**Aim of the exercise**
Return the records below from the line containing "Where in the photo above can the off-road" onward, exactly, through and including the last line.

(Records of labeled points)
## Start

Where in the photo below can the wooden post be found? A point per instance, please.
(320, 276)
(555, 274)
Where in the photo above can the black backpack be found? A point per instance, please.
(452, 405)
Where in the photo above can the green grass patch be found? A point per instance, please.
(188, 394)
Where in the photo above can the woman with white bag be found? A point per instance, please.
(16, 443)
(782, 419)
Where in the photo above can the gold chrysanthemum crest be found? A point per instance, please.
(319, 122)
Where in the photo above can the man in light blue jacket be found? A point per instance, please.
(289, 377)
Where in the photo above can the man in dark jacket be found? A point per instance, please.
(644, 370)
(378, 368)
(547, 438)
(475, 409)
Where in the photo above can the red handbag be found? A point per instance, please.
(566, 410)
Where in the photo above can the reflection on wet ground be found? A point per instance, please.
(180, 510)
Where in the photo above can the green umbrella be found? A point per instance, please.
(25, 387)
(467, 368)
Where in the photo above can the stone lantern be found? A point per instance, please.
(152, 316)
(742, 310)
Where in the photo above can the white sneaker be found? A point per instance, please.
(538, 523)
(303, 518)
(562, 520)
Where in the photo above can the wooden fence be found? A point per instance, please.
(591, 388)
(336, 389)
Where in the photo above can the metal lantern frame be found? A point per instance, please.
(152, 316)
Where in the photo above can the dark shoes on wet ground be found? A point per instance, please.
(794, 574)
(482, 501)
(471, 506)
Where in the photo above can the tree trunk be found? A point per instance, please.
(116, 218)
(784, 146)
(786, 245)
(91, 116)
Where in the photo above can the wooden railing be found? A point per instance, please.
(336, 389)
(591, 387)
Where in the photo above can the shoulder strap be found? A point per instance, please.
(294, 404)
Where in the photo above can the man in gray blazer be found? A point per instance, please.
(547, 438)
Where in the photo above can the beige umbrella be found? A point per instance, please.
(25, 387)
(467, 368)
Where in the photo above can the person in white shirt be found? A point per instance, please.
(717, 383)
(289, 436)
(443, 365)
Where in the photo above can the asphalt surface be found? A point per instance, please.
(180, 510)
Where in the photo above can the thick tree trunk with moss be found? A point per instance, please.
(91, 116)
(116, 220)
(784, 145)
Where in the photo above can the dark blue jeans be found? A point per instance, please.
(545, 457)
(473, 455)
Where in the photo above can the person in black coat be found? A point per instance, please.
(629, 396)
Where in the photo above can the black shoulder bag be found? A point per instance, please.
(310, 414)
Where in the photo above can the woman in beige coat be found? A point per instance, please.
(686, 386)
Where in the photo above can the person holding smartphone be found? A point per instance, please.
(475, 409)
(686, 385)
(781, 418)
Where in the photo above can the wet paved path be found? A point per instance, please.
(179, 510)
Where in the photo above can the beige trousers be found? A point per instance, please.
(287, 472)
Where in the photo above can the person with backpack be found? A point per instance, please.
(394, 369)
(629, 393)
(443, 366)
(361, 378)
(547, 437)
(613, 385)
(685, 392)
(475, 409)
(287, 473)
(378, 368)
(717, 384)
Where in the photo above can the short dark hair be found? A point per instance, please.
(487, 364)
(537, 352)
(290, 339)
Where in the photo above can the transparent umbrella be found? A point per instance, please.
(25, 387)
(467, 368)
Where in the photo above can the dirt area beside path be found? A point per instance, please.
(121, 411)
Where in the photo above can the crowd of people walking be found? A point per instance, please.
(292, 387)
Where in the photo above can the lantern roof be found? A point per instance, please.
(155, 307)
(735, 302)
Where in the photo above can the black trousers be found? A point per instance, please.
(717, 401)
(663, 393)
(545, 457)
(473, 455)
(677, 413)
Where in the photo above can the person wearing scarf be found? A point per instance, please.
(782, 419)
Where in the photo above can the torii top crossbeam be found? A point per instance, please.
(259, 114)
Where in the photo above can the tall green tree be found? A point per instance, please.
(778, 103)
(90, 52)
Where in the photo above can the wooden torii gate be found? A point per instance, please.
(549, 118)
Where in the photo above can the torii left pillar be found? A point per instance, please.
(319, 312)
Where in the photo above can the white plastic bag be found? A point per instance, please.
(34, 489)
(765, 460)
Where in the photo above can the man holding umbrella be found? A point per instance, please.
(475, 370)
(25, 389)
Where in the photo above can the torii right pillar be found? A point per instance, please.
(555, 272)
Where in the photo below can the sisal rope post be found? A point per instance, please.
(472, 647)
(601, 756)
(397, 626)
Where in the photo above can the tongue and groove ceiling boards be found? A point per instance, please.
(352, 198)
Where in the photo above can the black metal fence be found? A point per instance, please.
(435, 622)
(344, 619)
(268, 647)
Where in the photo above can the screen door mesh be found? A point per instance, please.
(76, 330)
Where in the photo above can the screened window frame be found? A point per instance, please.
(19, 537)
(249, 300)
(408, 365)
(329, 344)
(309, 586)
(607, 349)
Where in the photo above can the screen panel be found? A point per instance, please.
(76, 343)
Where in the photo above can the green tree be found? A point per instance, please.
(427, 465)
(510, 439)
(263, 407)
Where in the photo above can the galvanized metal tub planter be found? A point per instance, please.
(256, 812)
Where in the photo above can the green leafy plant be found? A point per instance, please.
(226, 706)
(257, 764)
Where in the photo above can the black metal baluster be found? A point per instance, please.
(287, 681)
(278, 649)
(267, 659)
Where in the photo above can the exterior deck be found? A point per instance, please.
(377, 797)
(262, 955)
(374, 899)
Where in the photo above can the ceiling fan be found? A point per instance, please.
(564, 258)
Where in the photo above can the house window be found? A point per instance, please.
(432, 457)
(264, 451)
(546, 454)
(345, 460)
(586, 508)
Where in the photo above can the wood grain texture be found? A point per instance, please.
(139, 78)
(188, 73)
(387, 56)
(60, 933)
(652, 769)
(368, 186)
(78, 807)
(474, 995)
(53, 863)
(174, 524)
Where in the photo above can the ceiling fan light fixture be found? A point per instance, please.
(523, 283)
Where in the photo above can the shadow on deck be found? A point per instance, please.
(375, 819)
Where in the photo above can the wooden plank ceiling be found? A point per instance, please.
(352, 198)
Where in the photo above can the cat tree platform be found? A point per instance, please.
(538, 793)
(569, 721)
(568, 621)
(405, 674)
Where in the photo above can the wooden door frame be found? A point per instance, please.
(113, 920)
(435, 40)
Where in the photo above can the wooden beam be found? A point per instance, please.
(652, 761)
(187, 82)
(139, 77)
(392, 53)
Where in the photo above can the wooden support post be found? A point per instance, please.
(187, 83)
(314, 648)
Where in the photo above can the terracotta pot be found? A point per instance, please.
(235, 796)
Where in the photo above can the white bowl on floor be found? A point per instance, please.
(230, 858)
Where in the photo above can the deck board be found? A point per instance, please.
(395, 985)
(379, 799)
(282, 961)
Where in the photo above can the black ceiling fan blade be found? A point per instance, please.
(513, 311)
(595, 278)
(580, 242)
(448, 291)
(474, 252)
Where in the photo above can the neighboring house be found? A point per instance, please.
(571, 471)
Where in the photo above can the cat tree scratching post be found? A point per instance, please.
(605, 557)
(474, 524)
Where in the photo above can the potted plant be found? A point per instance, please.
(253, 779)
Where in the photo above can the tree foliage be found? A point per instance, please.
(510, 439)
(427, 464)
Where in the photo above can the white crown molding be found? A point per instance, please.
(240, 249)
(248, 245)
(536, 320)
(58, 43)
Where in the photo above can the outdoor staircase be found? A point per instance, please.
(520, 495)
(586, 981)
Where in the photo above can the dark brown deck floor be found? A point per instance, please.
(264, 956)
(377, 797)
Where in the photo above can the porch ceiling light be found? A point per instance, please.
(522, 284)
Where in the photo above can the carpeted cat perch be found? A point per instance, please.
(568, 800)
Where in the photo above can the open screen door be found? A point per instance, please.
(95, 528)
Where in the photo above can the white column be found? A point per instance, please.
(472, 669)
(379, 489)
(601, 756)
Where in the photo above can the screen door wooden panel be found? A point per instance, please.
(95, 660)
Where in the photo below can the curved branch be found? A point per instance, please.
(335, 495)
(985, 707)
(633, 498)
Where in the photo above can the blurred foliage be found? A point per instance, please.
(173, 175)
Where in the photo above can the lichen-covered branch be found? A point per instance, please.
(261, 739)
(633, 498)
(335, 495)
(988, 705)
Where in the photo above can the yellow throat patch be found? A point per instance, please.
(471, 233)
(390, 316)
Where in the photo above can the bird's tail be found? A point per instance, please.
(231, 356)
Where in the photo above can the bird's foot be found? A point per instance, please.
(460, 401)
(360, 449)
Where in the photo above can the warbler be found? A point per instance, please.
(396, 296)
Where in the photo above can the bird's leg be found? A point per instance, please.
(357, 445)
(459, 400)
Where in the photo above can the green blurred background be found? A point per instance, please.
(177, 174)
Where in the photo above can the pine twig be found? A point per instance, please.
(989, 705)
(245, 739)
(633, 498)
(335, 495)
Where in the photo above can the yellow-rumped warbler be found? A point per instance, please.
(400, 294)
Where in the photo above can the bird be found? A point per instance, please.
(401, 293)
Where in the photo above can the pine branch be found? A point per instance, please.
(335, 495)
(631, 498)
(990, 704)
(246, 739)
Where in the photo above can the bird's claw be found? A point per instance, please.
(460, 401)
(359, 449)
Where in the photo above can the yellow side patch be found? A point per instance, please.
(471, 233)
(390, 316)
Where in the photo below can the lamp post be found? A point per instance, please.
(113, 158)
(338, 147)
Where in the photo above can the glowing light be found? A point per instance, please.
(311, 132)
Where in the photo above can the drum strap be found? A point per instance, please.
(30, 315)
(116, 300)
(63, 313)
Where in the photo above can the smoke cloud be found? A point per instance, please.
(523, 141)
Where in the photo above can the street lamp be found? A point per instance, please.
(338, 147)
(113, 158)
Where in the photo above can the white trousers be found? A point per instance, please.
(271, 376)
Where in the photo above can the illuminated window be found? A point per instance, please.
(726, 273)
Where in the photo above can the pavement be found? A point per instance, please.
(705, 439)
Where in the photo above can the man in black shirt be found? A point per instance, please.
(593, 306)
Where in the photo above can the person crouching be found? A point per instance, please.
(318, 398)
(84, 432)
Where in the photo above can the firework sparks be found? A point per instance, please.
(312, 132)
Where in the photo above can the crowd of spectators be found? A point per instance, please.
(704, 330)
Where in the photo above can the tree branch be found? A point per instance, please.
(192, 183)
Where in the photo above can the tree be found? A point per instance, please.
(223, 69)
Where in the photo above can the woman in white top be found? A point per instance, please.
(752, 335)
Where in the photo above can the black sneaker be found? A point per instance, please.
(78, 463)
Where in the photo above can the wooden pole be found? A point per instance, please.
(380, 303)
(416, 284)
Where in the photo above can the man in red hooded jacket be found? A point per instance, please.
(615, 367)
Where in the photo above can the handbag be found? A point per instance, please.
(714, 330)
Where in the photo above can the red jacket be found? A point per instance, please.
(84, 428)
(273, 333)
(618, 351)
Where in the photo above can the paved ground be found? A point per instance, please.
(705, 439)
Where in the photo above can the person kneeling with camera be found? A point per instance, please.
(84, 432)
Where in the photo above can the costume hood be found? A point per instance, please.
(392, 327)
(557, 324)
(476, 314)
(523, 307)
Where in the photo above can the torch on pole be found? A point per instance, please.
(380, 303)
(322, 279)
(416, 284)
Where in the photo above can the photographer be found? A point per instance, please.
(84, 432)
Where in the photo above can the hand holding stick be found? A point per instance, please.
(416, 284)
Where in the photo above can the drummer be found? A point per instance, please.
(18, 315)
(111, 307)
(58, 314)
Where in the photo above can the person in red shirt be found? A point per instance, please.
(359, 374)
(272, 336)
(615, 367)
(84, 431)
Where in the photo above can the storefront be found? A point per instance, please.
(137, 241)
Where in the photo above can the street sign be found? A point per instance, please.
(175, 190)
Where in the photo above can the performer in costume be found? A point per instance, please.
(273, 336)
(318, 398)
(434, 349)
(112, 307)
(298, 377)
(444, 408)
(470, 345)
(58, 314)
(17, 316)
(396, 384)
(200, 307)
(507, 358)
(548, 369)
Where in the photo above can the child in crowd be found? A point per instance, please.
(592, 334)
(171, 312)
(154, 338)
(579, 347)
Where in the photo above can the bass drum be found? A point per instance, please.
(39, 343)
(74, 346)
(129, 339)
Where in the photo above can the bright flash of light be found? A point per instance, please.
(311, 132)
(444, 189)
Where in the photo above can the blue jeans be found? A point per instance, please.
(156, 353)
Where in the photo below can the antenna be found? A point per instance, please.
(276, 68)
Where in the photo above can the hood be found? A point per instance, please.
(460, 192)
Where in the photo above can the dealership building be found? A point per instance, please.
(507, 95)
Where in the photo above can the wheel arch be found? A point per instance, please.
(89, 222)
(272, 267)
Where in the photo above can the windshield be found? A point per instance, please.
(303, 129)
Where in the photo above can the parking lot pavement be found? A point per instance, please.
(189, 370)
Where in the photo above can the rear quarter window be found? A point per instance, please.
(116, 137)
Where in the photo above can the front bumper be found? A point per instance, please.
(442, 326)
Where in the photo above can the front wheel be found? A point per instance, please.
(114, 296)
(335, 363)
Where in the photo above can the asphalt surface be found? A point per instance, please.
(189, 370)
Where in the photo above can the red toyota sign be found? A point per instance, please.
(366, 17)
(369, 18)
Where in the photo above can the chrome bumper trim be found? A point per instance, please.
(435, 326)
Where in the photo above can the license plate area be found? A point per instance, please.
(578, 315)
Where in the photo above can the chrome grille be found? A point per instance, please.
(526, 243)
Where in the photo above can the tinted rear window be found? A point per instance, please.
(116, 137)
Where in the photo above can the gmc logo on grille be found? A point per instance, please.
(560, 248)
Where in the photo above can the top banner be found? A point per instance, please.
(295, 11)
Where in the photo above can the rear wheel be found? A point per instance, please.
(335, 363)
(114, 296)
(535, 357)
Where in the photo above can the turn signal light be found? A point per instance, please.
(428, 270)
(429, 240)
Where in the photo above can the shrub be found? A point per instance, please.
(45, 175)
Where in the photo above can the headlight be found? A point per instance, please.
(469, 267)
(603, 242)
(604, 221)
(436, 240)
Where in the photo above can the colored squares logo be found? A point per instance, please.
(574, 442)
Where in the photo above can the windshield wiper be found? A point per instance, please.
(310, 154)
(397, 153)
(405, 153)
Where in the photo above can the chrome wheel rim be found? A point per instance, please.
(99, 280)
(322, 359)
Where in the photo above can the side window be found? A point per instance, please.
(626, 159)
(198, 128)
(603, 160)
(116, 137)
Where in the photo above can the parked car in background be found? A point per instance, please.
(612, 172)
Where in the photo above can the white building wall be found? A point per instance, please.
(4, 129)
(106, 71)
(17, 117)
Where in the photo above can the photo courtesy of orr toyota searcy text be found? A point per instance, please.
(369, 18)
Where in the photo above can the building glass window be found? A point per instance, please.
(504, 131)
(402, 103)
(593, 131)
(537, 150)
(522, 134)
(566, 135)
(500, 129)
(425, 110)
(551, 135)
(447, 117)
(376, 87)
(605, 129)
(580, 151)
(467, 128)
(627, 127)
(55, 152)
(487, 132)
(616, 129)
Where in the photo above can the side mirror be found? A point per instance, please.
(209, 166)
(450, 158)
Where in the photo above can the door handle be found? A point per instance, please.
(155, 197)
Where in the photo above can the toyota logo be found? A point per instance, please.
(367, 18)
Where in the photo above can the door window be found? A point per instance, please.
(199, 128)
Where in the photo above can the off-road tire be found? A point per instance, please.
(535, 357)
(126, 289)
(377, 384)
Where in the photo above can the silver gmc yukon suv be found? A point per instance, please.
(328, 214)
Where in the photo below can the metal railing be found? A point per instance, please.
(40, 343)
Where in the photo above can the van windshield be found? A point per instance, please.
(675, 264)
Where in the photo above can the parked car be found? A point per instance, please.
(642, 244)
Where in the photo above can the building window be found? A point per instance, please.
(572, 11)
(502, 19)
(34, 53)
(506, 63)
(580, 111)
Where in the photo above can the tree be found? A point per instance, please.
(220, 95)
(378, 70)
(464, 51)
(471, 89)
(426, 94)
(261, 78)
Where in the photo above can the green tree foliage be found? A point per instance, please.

## End

**Result of the task**
Where in the photo above can the off-road tire be found? A point per instance, please.
(535, 357)
(126, 289)
(377, 384)
Where in the photo above can the silver gmc yukon suv be found? A point per instance, please.
(328, 214)
Where in the photo below can the metal railing be found? A point per instance, please.
(40, 343)
Where in the photo above can the van windshield be found? A point per instance, please.
(675, 264)
Where in the photo above can the parked car be found? A point per instance, please.
(642, 244)
Where in the photo above can the building window be found? A point per instance, please.
(572, 11)
(502, 19)
(34, 53)
(506, 63)
(580, 111)
Where in the photo above can the tree be found? A point per instance, please.
(220, 95)
(378, 70)
(464, 51)
(471, 89)
(426, 94)
(261, 78)
Where in the photo above can the green tree foliage be found? A point per instance, please.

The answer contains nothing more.